§ Objective
Convert these rows into a numbered list, leaving out any blank lines.

══ Data lines

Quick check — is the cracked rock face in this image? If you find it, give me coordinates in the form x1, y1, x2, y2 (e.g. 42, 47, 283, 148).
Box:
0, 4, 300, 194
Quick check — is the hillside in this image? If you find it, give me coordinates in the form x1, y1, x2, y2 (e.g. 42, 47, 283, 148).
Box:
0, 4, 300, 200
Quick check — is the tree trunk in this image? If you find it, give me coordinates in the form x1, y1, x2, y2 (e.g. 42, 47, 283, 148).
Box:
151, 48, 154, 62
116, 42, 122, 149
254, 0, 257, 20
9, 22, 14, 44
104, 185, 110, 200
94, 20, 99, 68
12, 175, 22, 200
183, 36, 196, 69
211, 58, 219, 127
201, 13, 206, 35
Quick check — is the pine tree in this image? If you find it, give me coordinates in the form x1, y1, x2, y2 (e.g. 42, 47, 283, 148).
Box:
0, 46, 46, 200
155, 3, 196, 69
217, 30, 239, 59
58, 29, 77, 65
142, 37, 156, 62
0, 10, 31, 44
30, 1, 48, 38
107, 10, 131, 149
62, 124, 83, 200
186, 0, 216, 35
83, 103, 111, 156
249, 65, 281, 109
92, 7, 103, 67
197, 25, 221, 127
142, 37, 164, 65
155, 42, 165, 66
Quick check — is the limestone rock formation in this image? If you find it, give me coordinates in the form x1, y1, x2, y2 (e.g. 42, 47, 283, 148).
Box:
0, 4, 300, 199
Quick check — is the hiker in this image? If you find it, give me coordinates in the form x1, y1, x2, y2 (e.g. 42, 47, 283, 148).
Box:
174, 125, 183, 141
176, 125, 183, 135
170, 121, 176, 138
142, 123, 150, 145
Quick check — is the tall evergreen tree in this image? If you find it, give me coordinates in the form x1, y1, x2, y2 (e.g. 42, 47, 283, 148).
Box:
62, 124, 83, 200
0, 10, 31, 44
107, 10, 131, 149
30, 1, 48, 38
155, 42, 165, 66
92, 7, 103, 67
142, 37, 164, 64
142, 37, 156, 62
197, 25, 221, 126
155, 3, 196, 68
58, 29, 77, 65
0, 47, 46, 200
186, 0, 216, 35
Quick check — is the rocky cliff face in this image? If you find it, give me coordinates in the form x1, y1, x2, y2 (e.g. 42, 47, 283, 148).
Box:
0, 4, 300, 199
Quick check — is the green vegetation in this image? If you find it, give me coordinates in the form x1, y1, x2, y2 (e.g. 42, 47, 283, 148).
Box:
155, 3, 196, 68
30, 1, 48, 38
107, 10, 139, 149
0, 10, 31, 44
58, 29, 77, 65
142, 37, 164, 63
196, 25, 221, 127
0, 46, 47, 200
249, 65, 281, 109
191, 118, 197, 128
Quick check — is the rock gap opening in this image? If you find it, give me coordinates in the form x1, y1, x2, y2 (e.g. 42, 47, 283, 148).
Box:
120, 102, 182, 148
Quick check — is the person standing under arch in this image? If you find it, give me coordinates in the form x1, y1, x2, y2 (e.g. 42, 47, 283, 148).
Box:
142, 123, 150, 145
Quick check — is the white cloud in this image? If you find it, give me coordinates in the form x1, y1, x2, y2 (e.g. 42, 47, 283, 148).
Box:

════

§ Correct response
1. Quick check — is the cracked rock face in this image? If you find it, give me coordinates in the form x1, y1, x2, y2 (e.g. 42, 47, 283, 148).
2. Box:
3. 0, 4, 300, 194
4. Quick check — is the hillside in this image? If you find it, give me coordinates in the form x1, y1, x2, y2 (e.g. 42, 47, 283, 148).
5. Box:
6. 0, 4, 300, 200
7. Quick check — is the tree trunk in this image? If you find it, give me coordinates in the form x1, y1, x2, y2 (e.g. 42, 47, 283, 148).
8. Box:
9. 151, 48, 154, 62
10. 116, 42, 122, 149
11. 254, 0, 257, 20
12. 9, 22, 14, 44
13. 104, 185, 110, 200
14. 94, 20, 99, 68
15. 12, 175, 22, 200
16. 183, 36, 196, 69
17. 211, 58, 219, 127
18. 201, 13, 206, 35
19. Quick check — is the pine tree in this image? If you find it, give me coordinates in the form x1, y1, x2, y2 (e.g. 42, 47, 283, 148).
20. Box:
21. 0, 46, 46, 200
22. 155, 3, 196, 69
23. 217, 30, 239, 59
24. 58, 29, 77, 65
25. 142, 37, 156, 62
26. 0, 10, 31, 44
27. 30, 1, 48, 38
28. 107, 10, 131, 149
29. 62, 124, 83, 200
30. 186, 0, 216, 35
31. 83, 103, 111, 156
32. 249, 65, 281, 109
33. 92, 7, 103, 67
34. 197, 25, 221, 127
35. 142, 37, 164, 65
36. 155, 42, 165, 66
37. Quick check — is the limestone rock formation in this image? If you find it, give me coordinates in the form x1, y1, x2, y2 (e.g. 42, 47, 283, 148).
38. Box:
39. 0, 4, 300, 199
40. Quick check — is the hiker in this image? If you find it, give me coordinates in the form x1, y1, x2, y2 (e.g. 42, 47, 283, 148).
41. Box:
42. 174, 125, 183, 141
43. 176, 125, 183, 135
44. 170, 121, 176, 138
45. 142, 123, 150, 145
46. Quick check — is the tall evergreen tree in this image? If you find it, give me coordinates in the form x1, y1, x2, y2 (e.g. 42, 47, 283, 148).
47. Box:
48. 62, 124, 83, 200
49. 0, 10, 31, 44
50. 107, 10, 131, 149
51. 30, 1, 48, 38
52. 155, 42, 165, 66
53. 92, 7, 103, 67
54. 142, 37, 164, 64
55. 142, 37, 156, 62
56. 197, 25, 221, 126
57. 155, 3, 196, 68
58. 58, 29, 77, 65
59. 0, 47, 46, 200
60. 186, 0, 216, 35
61. Quick check — is the rocky cliff face in this image? If you find it, give me coordinates in the form x1, y1, x2, y2 (e.g. 42, 47, 283, 148).
62. Box:
63. 0, 4, 300, 199
64. Quick check — is the green vegetation in this image? If you find it, give me coordinates in the form x1, y1, x2, y2 (e.g. 42, 47, 283, 148).
65. Box:
66. 155, 3, 196, 68
67. 30, 1, 48, 38
68. 107, 10, 139, 149
69. 0, 10, 31, 44
70. 58, 29, 77, 65
71. 142, 37, 164, 63
72. 196, 25, 221, 127
73. 0, 46, 47, 200
74. 249, 65, 281, 109
75. 191, 118, 197, 128
76. Quick check — is the rock gap opening in this image? If you find it, give me coordinates in the form x1, y1, x2, y2 (e.g. 42, 47, 283, 148).
77. Box:
78. 120, 102, 182, 148
79. Quick check — is the person standing under arch in this image? If you find it, give me coordinates in the form x1, y1, x2, y2 (e.g. 42, 47, 283, 148).
80. Box:
81. 142, 123, 150, 145
82. Quick check — is the white cloud in this image? If you find it, give me coordinates in the form x1, y1, x2, y2 (e.g. 42, 47, 283, 148).
83. Box:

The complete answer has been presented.